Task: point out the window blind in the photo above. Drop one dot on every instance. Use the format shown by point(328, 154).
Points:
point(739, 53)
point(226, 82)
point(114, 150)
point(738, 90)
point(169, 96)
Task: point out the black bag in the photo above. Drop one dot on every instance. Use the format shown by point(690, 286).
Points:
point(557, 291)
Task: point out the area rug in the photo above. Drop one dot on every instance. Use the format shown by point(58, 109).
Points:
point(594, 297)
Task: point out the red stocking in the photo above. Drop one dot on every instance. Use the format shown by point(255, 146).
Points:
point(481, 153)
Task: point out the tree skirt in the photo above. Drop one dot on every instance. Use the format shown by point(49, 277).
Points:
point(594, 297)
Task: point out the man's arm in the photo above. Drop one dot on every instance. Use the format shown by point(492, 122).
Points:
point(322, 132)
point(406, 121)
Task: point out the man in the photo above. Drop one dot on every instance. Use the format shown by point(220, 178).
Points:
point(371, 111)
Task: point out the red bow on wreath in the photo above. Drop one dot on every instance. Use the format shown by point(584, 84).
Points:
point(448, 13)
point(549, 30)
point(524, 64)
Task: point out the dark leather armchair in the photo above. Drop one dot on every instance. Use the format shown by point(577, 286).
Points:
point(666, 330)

- [待办任务]: 能否从包含“Task: point out the dark”的那一行开始，一直到记录最后一行，把这些行重新写一遍，并把其中的“armchair”替换成“sofa”，其余保持不变？

- [回答]:
Task: point out the dark leather sofa in the photo above. Drop one dot on every instance. Use the format shown by point(577, 286).
Points:
point(666, 330)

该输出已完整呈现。